Every company has a behind-the-scenes person who does important work with little recognition or fanfare.
For the Standard-Examiner, that guy is Business Manager Vaughn Jacobsen.
For a change, Vaughn finds himself in the spotlight after recently receiving the Jim Cornwell Award from the Utah Press Association.
The recognition is given annually to individuals who exemplify the dedication and expertise required for a successful news operation.
The namesake of the award was a longtime publisher of the Murray Eagle and played an integral part in the press association.
"Vaughn is very passionate about the role newspapers play in our state and in our local communities," the UPA committee said in presenting Vaughn with the award. "His breadth of knowledge of our industry, his company and community is unsurpassed."
For Vaughn, the ink literally runs through his veins, thanks to his genes. His father studied printing technology at BYU and was a pressman at the Provo Daily Herald before taking a job at the Standard-Examiner when Vaughn was just 9.
Naturally, Vaughn's first job was as a paper boy.
"I guess newspapering is in my blood, some kind of odd transfusion," he said.
Vaughn rose through the ranks at the Standard's circulation department. He left the Standard twice over the years, but returned each time. He became circulation director before moving to the front office to run the business side when the Standard expanded its commercial printing operation and moved into its new facility in Business Depot Ogden.

- [Listed records]
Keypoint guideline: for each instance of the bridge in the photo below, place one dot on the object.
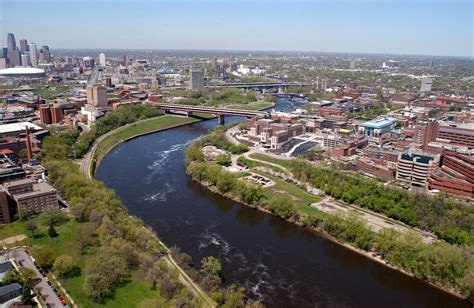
(281, 86)
(217, 111)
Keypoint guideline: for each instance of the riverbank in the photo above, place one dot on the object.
(321, 232)
(109, 141)
(404, 252)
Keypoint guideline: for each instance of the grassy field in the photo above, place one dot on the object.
(281, 162)
(143, 127)
(135, 293)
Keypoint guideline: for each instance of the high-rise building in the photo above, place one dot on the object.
(88, 62)
(414, 169)
(24, 60)
(45, 114)
(56, 114)
(11, 43)
(46, 53)
(196, 80)
(23, 46)
(33, 55)
(102, 59)
(426, 84)
(14, 57)
(97, 96)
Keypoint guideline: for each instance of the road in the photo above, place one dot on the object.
(43, 288)
(328, 204)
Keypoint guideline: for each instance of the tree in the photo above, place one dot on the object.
(103, 273)
(65, 267)
(22, 276)
(234, 297)
(31, 226)
(52, 231)
(85, 236)
(44, 256)
(53, 216)
(210, 265)
(223, 160)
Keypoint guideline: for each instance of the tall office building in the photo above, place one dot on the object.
(24, 60)
(3, 52)
(23, 46)
(426, 84)
(11, 43)
(196, 80)
(102, 59)
(33, 55)
(97, 96)
(14, 57)
(46, 53)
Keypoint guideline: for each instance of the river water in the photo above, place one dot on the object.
(277, 262)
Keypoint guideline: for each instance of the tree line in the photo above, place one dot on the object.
(441, 263)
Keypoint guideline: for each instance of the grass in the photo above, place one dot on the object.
(134, 293)
(281, 162)
(301, 199)
(136, 129)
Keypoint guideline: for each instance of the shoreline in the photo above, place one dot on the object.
(367, 254)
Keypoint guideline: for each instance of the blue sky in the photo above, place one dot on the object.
(438, 27)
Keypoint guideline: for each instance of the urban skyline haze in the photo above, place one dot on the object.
(395, 27)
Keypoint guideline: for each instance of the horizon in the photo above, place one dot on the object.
(351, 27)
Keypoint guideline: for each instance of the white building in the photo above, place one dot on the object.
(33, 55)
(426, 83)
(102, 59)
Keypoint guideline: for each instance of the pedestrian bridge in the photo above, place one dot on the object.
(217, 111)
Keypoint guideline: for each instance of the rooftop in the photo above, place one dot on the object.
(378, 123)
(16, 127)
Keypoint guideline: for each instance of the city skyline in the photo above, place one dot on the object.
(321, 26)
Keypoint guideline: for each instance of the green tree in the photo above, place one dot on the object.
(44, 256)
(66, 267)
(52, 231)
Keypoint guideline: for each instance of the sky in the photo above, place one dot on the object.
(418, 27)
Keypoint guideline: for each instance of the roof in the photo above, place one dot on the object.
(21, 71)
(5, 266)
(378, 123)
(16, 127)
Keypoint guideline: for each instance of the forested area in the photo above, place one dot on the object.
(112, 120)
(445, 264)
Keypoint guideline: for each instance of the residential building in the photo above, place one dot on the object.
(414, 169)
(33, 55)
(196, 80)
(97, 96)
(377, 127)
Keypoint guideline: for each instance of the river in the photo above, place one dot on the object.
(277, 262)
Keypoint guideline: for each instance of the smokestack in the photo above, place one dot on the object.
(28, 144)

- [Activity list]
A) Please repeat the Vaughn Jacobsen article, starting with "The recognition is" and going on through "a paper boy.".
B) Using the Vaughn Jacobsen article, decide whether each statement agrees with it. Answer yes or no and quote the words that settle it: (i) Vaughn's father worked as a pressman at the Provo Daily Herald. (ii) Vaughn left the Standard-Examiner only once before coming back. (iii) The Jim Cornwell Award is given every two years.

- [Answers given]
A)
The recognition is given annually to individuals who exemplify the dedication and expertise required for a successful news operation.
The namesake of the award was a longtime publisher of the Murray Eagle and played an integral part in the press association.
"Vaughn is very passionate about the role newspapers play in our state and in our local communities," the UPA committee said in presenting Vaughn with the award. "His breadth of knowledge of our industry, his company and community is unsurpassed."
For Vaughn, the ink literally runs through his veins, thanks to his genes. His father studied printing technology at BYU and was a pressman at the Provo Daily Herald before taking a job at the Standard-Examiner when Vaughn was just 9.
Naturally, Vaughn's first job was as a paper boy.

B)
(i) Yes: "was a pressman at the Provo Daily Herald"
(ii) No: "He left the Standard twice over the years, but returned each time."
(iii) No: "The recognition is given annually"